EXTRACTED TEXT -

Hi Fred, yes, you definitely can add noodles to a stir-fry dish using this sauce.
Omg the sauce recipe and cooking techniques are life changing! Thank you!!
Hi Jessica, you’re welcome and thanks for sharing your comment – so satisfying to hear that :)
One of the all time best recipe posts ever. While simultaneously shuttering the doors of many a take out .
The secret sauce is out !!!
Hi ken, excellent to hear, though I still love a good takeout with no work involved (when I feel lazy) in exchange for some of my hard-earned cash! ;-)
I’ve been keeping a jar of this in the fridge along with a bunch of prepped vegetables, just as you suggest. It’s so easy to make a quick healthy meal. My family is eating at odd hours and some of us are vegetarians, some are not. This system makes it easy to accommodate everyone and not spend forever cooking.
This system plus my rice cooker of course!! Always got some rice :)
Thanks again for a real winner!!
Hi Sarah, so happy to hear you’re taking advantage of the pre-made stir fry sauce. You’re using it just the way it should be used for convenience and uniformity in taste :)
Thank you very much for this excellent recipe, and technique. I learned a lot from this article.
You’re welcome Thomas :)
Thank you SO MUCH for your Chinese Stir-Fry Sauce recipe! I’ve been looking for a good brown-sauce recipe for decades, and this is it. Chinese food is not only delicious, it is beautiful.
Hi Beverly, you’re welcome and thanks for your comment and rating!

DATA SEGMENT -
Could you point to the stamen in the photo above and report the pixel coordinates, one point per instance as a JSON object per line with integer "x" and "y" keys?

TASKS TO PERFORM -
[1] List every first name that the replies in the stir-fry sauce comments address.
[2] Write the next part of the stir-fry sauce comments, starting after the final reply to Beverly.

ANSWERS PROVIDED -
[1] Fred, Jessica, ken, Sarah, Thomas, Beverly

[2]
June 15, 2020 made this sauce and used it with stir fried Chicken and Snow Peas. Really delicious and so easy. Happy to have more in my fridge for another 2 stir fries. Thank you for this and all your inspiring recipes!
You are very welcome, Karen.
I’ve been getting better and better at stir fries, which my family loves. Thank you for the recipe, which gives me a few more items to make my go-to sauce richer (I tend towards a teriyaki sauce, my Japanese heritage maybe?). My question: what did Chinese cooking use for thickening before cornstarch? As a New World food, corn would have taken its own sweet time getting to China, especially relative to China’s ancient history. Did cooks use rice flour? go with a delicious sauce that just isn’t thickened?
Good question, Amy, it’s a topic worth some research.
my partner just bought some arrowroot, which we are going to start using – although it’s suggested not to use it with dairy products. Will let you know!